Given exercise
Rescale the records from the line that contains "Practice step: locate the shipping" through the end of the records. Reproduce every line, requests included, multiplying each coordinate in the answers by 2.25 and rounding to whole numbers with halves rounded up, and give only these lines.

Records supplied
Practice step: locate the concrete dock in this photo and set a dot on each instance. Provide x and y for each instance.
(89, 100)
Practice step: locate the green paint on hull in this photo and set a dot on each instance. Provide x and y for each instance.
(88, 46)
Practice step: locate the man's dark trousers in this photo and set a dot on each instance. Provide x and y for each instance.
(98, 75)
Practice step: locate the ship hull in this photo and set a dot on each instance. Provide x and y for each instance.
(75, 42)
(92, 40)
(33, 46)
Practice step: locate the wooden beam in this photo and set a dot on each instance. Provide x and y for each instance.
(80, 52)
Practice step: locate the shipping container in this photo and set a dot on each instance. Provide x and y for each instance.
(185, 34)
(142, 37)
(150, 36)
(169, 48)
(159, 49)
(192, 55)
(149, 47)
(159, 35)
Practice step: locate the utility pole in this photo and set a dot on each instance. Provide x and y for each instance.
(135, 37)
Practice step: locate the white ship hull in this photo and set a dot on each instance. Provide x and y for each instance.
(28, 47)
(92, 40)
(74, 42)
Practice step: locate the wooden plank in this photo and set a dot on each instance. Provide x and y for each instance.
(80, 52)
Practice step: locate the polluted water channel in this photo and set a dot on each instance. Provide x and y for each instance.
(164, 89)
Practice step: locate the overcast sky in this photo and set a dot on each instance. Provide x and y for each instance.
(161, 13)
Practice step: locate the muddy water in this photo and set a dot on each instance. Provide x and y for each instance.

The completed task
Practice step: locate the shipping container in this photo and set a dot on each instance. Provide x and y for each instance.
(416, 77)
(320, 83)
(338, 81)
(380, 108)
(358, 110)
(432, 124)
(335, 106)
(358, 79)
Practice step: locate the utility pole in this photo and set a dot on each instance. Provide x and y for each instance.
(304, 83)
Practice step: locate the white ship hull in this photo and set a dot on each instance. Provide x and y for each instance.
(63, 106)
(207, 90)
(167, 95)
Practice step: locate the wooden plank in this photo and set a dot on each instance. Provide x and y for each instance.
(180, 117)
Practice step: locate the polluted water channel in this photo and set a dot on each instance. Provide x and y for each instance.
(369, 200)
Practice step: locate the overcast sky in this photo and set a dot on each instance. Provide x and y for each instance.
(362, 29)
Practice step: locate the muddy water in this photo and set a dot on each instance. Provide x and y for each instance.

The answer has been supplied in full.